++++ EXCERPTED PASSAGE ++++

The ability to throw is made possible by anatomical features that appeared in our hominid ancestors about 2 million years ago.
The dog was the first domesticated animal. Domestication is an “evolutionary process [that] has been influenced by humans to meet their needs” (Secretariat, 1992, p. 3). In other words, domestication of a species causes biological changes over generations through selection by humans for favorable traits (i.e., traits that are useful, valuable, aesthetically pleasing, etc.).
Domestication led to extraordinarily large changes in the behavioral characteristics of domestic dogs, as well as in their physical characteristics (which is obvious when one compares the many breeds of dogs). Scientific research on the evolution of dog behavior began in the mid-1800s, most notably in the work of Charles Darwin (Darwin, 1872). In the middle of the twentieth century, a deeper understanding of the evolution of dog behavior was gained by combining behavioral analyses with classical genetic analyses of dog breeds (for a review, see Scott & Fuller, 1965).

++++ PROVIDED RECORDS ++++

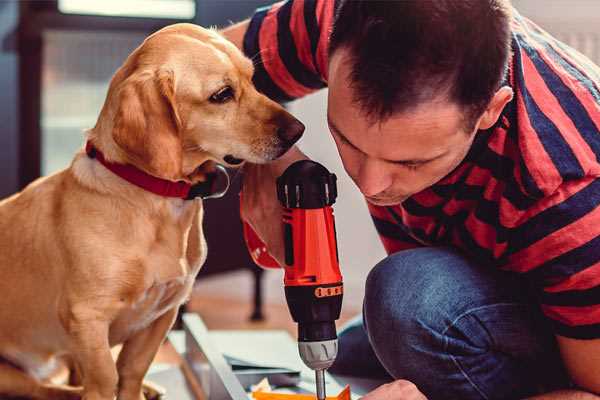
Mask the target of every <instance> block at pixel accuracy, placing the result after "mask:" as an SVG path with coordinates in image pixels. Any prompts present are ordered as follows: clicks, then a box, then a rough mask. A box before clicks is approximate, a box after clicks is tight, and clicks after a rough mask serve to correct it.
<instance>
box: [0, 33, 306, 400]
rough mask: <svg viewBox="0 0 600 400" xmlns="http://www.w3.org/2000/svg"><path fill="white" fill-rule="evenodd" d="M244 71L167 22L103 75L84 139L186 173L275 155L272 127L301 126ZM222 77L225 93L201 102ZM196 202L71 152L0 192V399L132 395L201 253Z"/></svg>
mask: <svg viewBox="0 0 600 400" xmlns="http://www.w3.org/2000/svg"><path fill="white" fill-rule="evenodd" d="M252 74H253V66H252V63H251V61H250V60H248V59H246V58H245V57H244V56H243V55H242V53H241V52H240V51H239V50H238V49H237V48H235V46H233V45H232V44H231V43H229V42H227V41H226V40H224V39H223V38H222V37H221V36H219V35H218V34H217V33H216V32H214V31H211V30H206V29H202V28H200V27H197V26H194V25H189V24H177V25H172V26H169V27H167V28H164V29H162V30H161V31H159V32H157V33H155V34H153V35H152V36H150V37H149V38H148V39H146V41H145V42H144V43H143V44H142V45H141V46H140V47H138V48H137V49H136V50H135V51H134V52H133V53H132V54H131V55H130V56H129V57H128V59H127V60H126V61H125V63H124V65H123V66H122V67H121V68H120V69H119V70H118V71H117V73H116V74H115V75H114V77H113V79H112V81H111V84H110V88H109V91H108V94H107V98H106V101H105V104H104V107H103V108H102V111H101V114H100V116H99V118H98V121H97V124H96V126H95V127H94V128H93V129H91V130H90V131H89V132H88V133H87V139H88V140H90V141H91V142H92V143H93V144H94V145H95V146H96V147H97V148H98V149H99V150H101V151H102V152H103V153H104V155H105V157H106V159H108V160H110V161H112V162H116V163H123V164H132V165H134V166H136V167H137V168H139V169H141V170H143V171H145V172H147V173H149V174H151V175H154V176H157V177H160V178H163V179H168V180H172V181H178V180H184V181H187V182H190V183H197V182H201V181H203V180H204V179H205V176H206V175H205V174H206V170H207V166H209V165H210V163H214V162H218V163H222V164H226V163H225V162H224V159H223V158H224V157H225V156H226V155H233V156H234V157H235V158H238V159H243V160H247V161H250V162H254V163H262V162H267V161H269V160H272V159H275V158H277V157H278V156H280V155H281V154H282V153H284V152H285V151H286V150H287V149H288V148H289V147H290V146H291V144H292V143H291V141H293V140H291V141H289V140H285V138H282V133H281V132H284V131H285V130H286V129H288V130H289V129H292V130H294V129H295V130H296V131H297V132H296V133H298V132H299V133H301V131H302V129H303V127H302V125H301V124H299V122H298V121H297V120H295V119H294V118H293V117H292V116H291V115H290V114H288V113H287V112H286V111H285V110H283V108H281V107H280V106H279V105H278V104H276V103H274V102H273V101H271V100H269V99H267V98H266V97H265V96H263V95H261V94H259V93H258V92H257V91H256V89H255V88H254V87H253V85H252V82H251V78H252ZM227 85H228V86H230V87H231V88H232V89H233V93H234V98H232V99H231V100H229V101H227V102H225V103H223V104H218V103H215V102H214V101H210V100H209V99H210V97H211V95H213V94H214V93H216V92H218V91H219V90H220V89H222V88H223V87H225V86H227ZM298 126H300V127H302V129H299V128H298ZM290 127H291V128H290ZM284 136H285V135H284ZM294 139H297V137H296V135H294ZM226 159H227V158H226ZM213 165H214V164H213ZM199 166H201V167H200V168H199ZM202 213H203V208H202V202H201V201H200V200H194V201H185V200H182V199H175V198H166V197H161V196H158V195H155V194H152V193H150V192H147V191H144V190H143V189H141V188H139V187H137V186H134V185H132V184H130V183H127V182H126V181H124V180H123V179H121V178H119V177H118V176H116V175H114V174H113V173H112V172H110V171H108V170H107V169H106V168H105V167H104V166H103V165H101V164H100V163H99V162H98V161H97V160H95V159H92V158H89V157H87V155H86V154H85V153H84V152H83V151H80V152H79V153H78V154H76V155H75V158H74V160H73V162H72V164H71V165H70V167H69V168H67V169H65V170H63V171H61V172H58V173H56V174H54V175H51V176H48V177H45V178H41V179H39V180H37V181H35V182H34V183H32V184H31V185H29V186H28V187H27V188H25V189H24V190H23V191H22V192H21V193H18V194H16V195H14V196H12V197H10V198H8V199H5V200H3V201H2V202H0V293H1V296H2V300H1V301H0V324H1V326H2V329H0V357H1V358H2V359H3V360H4V361H3V362H2V363H0V396H5V395H12V396H25V397H31V398H39V399H71V398H79V397H80V396H83V398H84V399H86V400H100V399H102V400H111V399H113V398H114V396H115V395H117V396H118V399H121V400H140V399H141V398H143V394H142V380H143V377H144V375H145V373H146V371H147V369H148V367H149V365H150V363H151V361H152V359H153V357H154V355H155V353H156V351H157V349H158V348H159V346H160V344H161V342H162V341H163V339H164V338H165V335H166V333H167V331H168V330H169V329H170V327H171V325H172V323H173V321H174V319H175V317H176V314H177V309H178V307H179V306H180V305H181V304H182V302H184V301H185V300H186V299H187V297H188V296H189V294H190V291H191V287H192V283H193V282H194V278H195V276H196V274H197V272H198V271H199V269H200V267H201V266H202V263H203V262H204V260H205V257H206V244H205V241H204V237H203V232H202ZM121 343H122V344H123V348H122V350H121V352H120V354H119V357H118V360H117V362H116V363H115V362H114V361H113V358H112V356H111V347H112V346H114V345H116V344H121ZM60 360H68V361H69V362H70V364H71V365H72V366H74V367H75V369H76V370H77V371H78V374H77V375H78V376H80V378H81V382H80V383H81V386H80V387H79V388H74V387H67V386H58V385H55V384H52V383H51V382H49V381H48V377H49V376H51V374H52V372H53V370H54V367H55V366H56V365H58V364H59V363H58V361H60Z"/></svg>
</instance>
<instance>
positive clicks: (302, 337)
mask: <svg viewBox="0 0 600 400" xmlns="http://www.w3.org/2000/svg"><path fill="white" fill-rule="evenodd" d="M277 197H278V199H279V201H280V203H281V205H282V206H283V208H284V210H283V224H284V225H283V227H284V243H285V265H283V268H284V270H285V277H284V283H285V297H286V300H287V303H288V307H289V309H290V313H291V314H292V318H293V319H294V321H296V322H297V323H298V351H299V353H300V357H301V358H302V361H304V364H306V366H308V367H309V368H311V369H313V370H314V371H315V377H316V387H317V398H318V399H319V400H323V399H325V375H324V374H325V370H326V369H327V368H329V367H330V366H331V365H332V364H333V362H334V361H335V357H336V356H337V333H336V329H335V321H336V320H337V319H338V318H339V317H340V312H341V308H342V296H343V283H342V275H341V273H340V269H339V259H338V251H337V242H336V232H335V220H334V217H333V209H332V207H331V206H332V205H333V203H334V202H335V200H336V197H337V187H336V176H335V175H334V174H331V173H330V172H329V171H327V169H326V168H325V167H323V166H322V165H321V164H319V163H316V162H314V161H310V160H302V161H297V162H295V163H294V164H292V165H290V166H289V167H288V168H287V169H286V170H285V172H284V173H283V175H281V176H280V177H279V178H277Z"/></svg>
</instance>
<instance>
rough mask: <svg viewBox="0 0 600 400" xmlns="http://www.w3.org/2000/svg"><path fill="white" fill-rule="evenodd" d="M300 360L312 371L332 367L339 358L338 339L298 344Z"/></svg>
mask: <svg viewBox="0 0 600 400" xmlns="http://www.w3.org/2000/svg"><path fill="white" fill-rule="evenodd" d="M298 351H299V352H300V358H302V361H304V364H306V366H307V367H309V368H310V369H314V370H315V371H316V370H321V369H327V368H329V367H331V364H333V362H334V361H335V357H336V356H337V339H332V340H323V341H320V342H298Z"/></svg>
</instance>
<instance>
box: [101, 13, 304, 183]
mask: <svg viewBox="0 0 600 400" xmlns="http://www.w3.org/2000/svg"><path fill="white" fill-rule="evenodd" d="M252 74H253V65H252V62H251V61H250V60H249V59H247V58H246V57H244V55H243V54H242V53H241V52H240V51H239V50H238V49H237V48H236V47H235V46H234V45H233V44H231V43H229V42H228V41H226V40H225V39H224V38H222V37H221V36H220V35H219V34H217V33H216V32H214V31H212V30H207V29H203V28H200V27H198V26H195V25H191V24H176V25H171V26H169V27H166V28H164V29H162V30H160V31H158V32H156V33H155V34H153V35H151V36H150V37H148V38H147V39H146V40H145V41H144V43H143V44H142V45H141V46H140V47H138V48H137V49H136V50H135V51H134V52H133V53H132V54H131V55H130V56H129V58H128V59H127V60H126V62H125V64H124V65H123V66H122V67H121V68H120V69H119V71H117V73H116V74H115V76H114V77H113V79H112V81H111V84H110V88H109V93H108V96H107V100H106V102H105V104H104V107H103V110H102V113H101V115H100V118H99V120H98V124H97V125H96V127H95V128H94V130H93V132H94V133H95V134H98V135H102V133H99V132H105V131H107V132H106V136H107V137H109V138H105V137H98V138H97V139H94V140H99V141H100V142H102V143H103V146H104V147H105V148H106V147H108V148H109V149H112V150H113V152H115V153H117V154H115V155H114V157H113V158H115V159H116V160H117V161H122V162H127V163H130V164H133V165H135V166H137V167H138V168H141V169H143V170H145V171H146V172H148V173H150V174H152V175H155V176H158V177H161V178H165V179H170V180H180V179H184V180H188V181H192V182H194V181H197V180H202V170H203V169H202V168H198V167H199V166H201V165H203V164H204V163H205V162H207V161H213V162H217V163H221V164H224V165H227V166H234V165H238V164H241V163H242V162H243V161H250V162H253V163H264V162H268V161H270V160H274V159H276V158H277V157H279V156H281V155H282V154H283V153H285V152H286V151H287V150H288V149H289V148H290V147H291V146H292V145H293V144H294V143H295V142H296V141H297V140H298V139H299V138H300V136H301V135H302V132H303V131H304V125H302V123H300V122H299V121H298V120H297V119H295V118H294V117H293V116H291V115H290V114H289V113H288V112H287V111H285V110H284V109H283V108H282V107H281V106H280V105H278V104H277V103H275V102H273V101H271V100H270V99H268V98H267V97H265V96H264V95H262V94H260V93H259V92H257V91H256V89H255V88H254V86H253V84H252Z"/></svg>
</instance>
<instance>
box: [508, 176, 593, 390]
mask: <svg viewBox="0 0 600 400" xmlns="http://www.w3.org/2000/svg"><path fill="white" fill-rule="evenodd" d="M519 218H520V221H518V223H517V224H515V228H513V229H512V230H511V241H512V243H511V248H510V251H509V252H508V253H507V260H508V264H509V265H510V266H511V268H513V269H515V270H518V271H519V272H521V273H523V274H524V276H526V277H527V278H528V279H529V281H530V282H531V283H533V284H534V286H536V287H537V289H538V293H537V298H538V301H539V302H540V306H541V310H542V311H543V313H544V315H545V316H546V317H547V318H548V322H549V324H550V326H551V327H552V329H553V331H554V334H555V336H556V339H557V343H558V347H559V349H560V354H561V356H562V361H563V364H564V366H565V368H566V370H567V372H568V373H569V375H570V378H571V380H572V381H573V382H574V383H575V385H576V387H577V389H578V390H580V391H577V390H573V391H560V392H555V393H548V394H546V395H543V396H539V397H535V399H540V400H541V399H580V398H581V399H600V397H599V396H598V395H600V297H599V296H598V293H599V290H600V253H599V252H598V244H599V243H600V179H598V178H596V177H594V176H590V177H584V178H581V179H579V180H568V181H564V182H563V183H562V184H561V185H560V186H559V187H558V188H557V189H556V190H555V192H554V193H552V194H551V195H548V196H547V197H546V198H543V199H541V200H540V201H538V202H537V203H536V204H535V206H533V207H532V209H530V210H528V211H527V212H525V213H523V214H522V216H521V217H519Z"/></svg>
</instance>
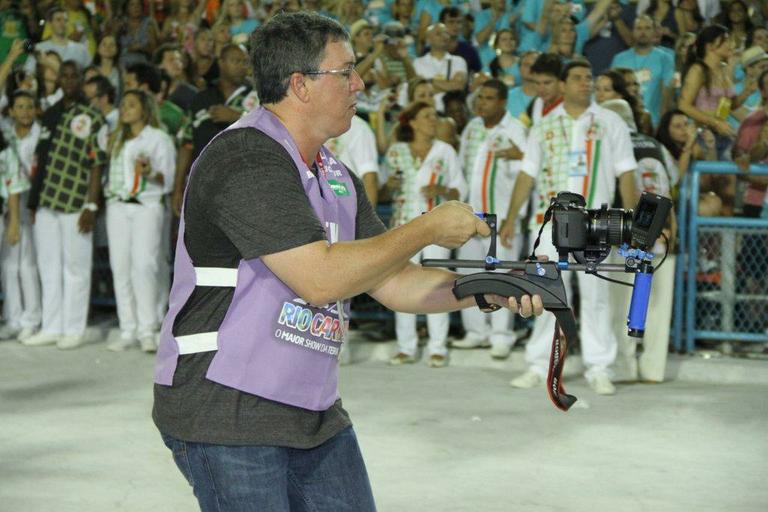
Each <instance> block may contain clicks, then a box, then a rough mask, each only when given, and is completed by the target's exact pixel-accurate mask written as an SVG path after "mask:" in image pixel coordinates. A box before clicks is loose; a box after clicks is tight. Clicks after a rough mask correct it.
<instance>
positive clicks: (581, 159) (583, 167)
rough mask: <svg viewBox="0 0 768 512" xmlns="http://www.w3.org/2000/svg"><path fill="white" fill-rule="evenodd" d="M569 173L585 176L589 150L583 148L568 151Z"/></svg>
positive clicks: (568, 171)
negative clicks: (575, 149)
mask: <svg viewBox="0 0 768 512" xmlns="http://www.w3.org/2000/svg"><path fill="white" fill-rule="evenodd" d="M568 175H569V176H570V177H571V178H583V177H585V176H586V175H587V152H586V151H585V150H583V149H581V150H573V151H569V152H568Z"/></svg>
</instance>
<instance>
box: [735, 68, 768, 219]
mask: <svg viewBox="0 0 768 512" xmlns="http://www.w3.org/2000/svg"><path fill="white" fill-rule="evenodd" d="M758 86H759V90H760V96H761V101H762V103H761V108H759V109H758V110H755V111H754V112H752V113H751V114H750V115H749V116H747V118H746V119H744V122H743V123H741V126H740V127H739V132H738V133H737V134H736V143H735V144H734V147H733V157H734V160H735V161H736V162H738V163H739V164H740V165H741V167H742V169H748V166H749V165H750V164H764V163H768V71H763V73H762V74H761V75H760V77H759V79H758ZM744 179H745V180H746V181H747V182H748V185H747V190H746V191H745V195H744V213H745V215H747V216H750V217H758V216H760V214H761V212H762V210H763V209H764V207H763V204H764V202H765V195H766V194H765V191H766V185H768V179H766V177H765V176H751V175H749V174H747V175H745V176H744ZM762 213H765V212H762Z"/></svg>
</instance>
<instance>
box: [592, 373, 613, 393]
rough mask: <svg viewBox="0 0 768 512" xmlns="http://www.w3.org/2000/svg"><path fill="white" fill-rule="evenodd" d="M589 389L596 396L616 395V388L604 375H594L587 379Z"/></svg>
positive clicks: (602, 373)
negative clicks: (595, 393)
mask: <svg viewBox="0 0 768 512" xmlns="http://www.w3.org/2000/svg"><path fill="white" fill-rule="evenodd" d="M587 382H588V383H589V387H591V388H592V390H593V391H594V392H595V393H597V394H598V395H613V394H615V393H616V386H614V385H613V383H612V382H611V379H609V378H608V375H607V374H605V373H596V374H595V375H592V376H591V377H589V378H588V379H587Z"/></svg>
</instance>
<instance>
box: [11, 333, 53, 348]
mask: <svg viewBox="0 0 768 512" xmlns="http://www.w3.org/2000/svg"><path fill="white" fill-rule="evenodd" d="M59 338H60V335H58V334H50V333H47V332H42V331H40V332H38V333H37V334H33V335H32V336H30V337H29V338H27V339H25V340H22V342H21V344H22V345H25V346H27V347H42V346H43V345H53V344H54V343H56V342H57V341H59Z"/></svg>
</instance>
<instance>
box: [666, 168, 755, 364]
mask: <svg viewBox="0 0 768 512" xmlns="http://www.w3.org/2000/svg"><path fill="white" fill-rule="evenodd" d="M744 173H745V171H742V170H741V169H740V168H739V167H738V166H737V165H736V164H734V163H732V162H696V163H695V164H694V165H693V168H692V170H691V171H690V173H688V175H686V176H685V179H684V180H683V184H682V186H681V187H680V197H679V205H678V206H679V207H678V217H679V227H680V237H679V238H680V256H679V257H678V258H677V268H676V269H675V298H674V311H675V313H674V323H673V330H672V331H673V346H674V348H675V350H677V351H685V352H692V351H693V350H694V345H695V341H696V339H718V340H733V341H753V342H768V333H762V334H761V333H749V332H737V331H735V330H734V322H733V318H734V308H735V303H736V299H737V298H738V297H737V294H736V287H735V272H736V244H735V229H734V228H745V229H754V230H759V231H760V233H761V234H763V233H764V235H765V236H768V220H766V219H751V218H738V217H702V216H700V215H698V203H699V191H700V182H701V175H702V174H736V175H739V174H744ZM749 173H750V174H752V175H757V176H768V166H767V165H753V166H750V168H749ZM701 228H723V234H724V238H727V239H728V240H727V241H726V240H723V243H722V247H721V258H722V264H721V272H722V278H721V287H720V292H719V293H718V294H716V297H715V296H713V297H714V299H715V300H716V301H717V302H718V303H719V304H720V314H721V325H720V329H719V330H712V329H701V328H699V327H700V326H697V325H696V304H697V299H698V298H699V296H698V295H699V294H698V293H697V279H696V269H697V265H698V245H699V234H700V230H701ZM710 300H713V299H710ZM707 327H709V326H707Z"/></svg>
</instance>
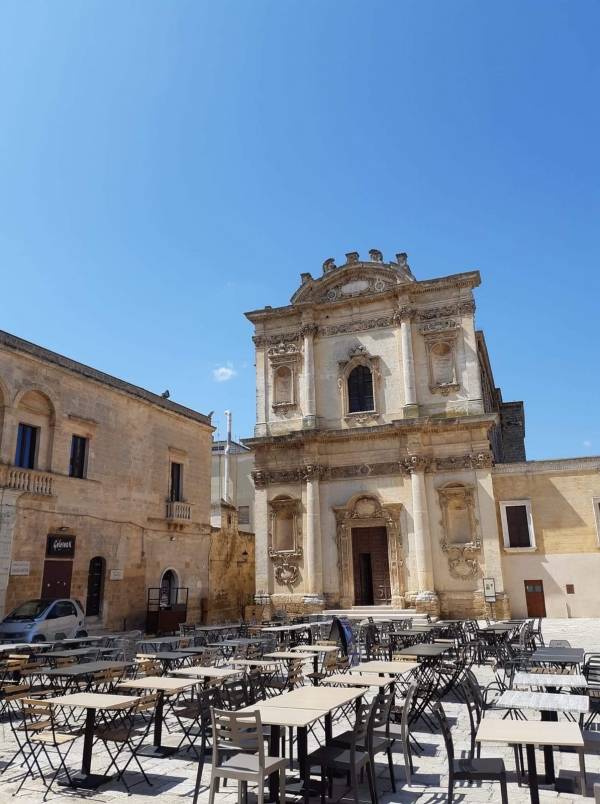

++++

* TASK ITEM *
Summarize the passage on dog domestication in two sentences. These entries have no connection to the text on dog domestication.

* WRITTEN REPLY *
The dog was the first domesticated animal, and domestication is an evolutionary process shaped by humans in which selection for favorable traits causes biological changes over generations. Domestication greatly changed dogs' behavior and physical characteristics, and scientific research on how dog behavior evolved began in the mid-1800s, notably with Charles Darwin, then deepened in the mid-twentieth century by combining behavioral analyses with classical genetic analyses of dog breeds.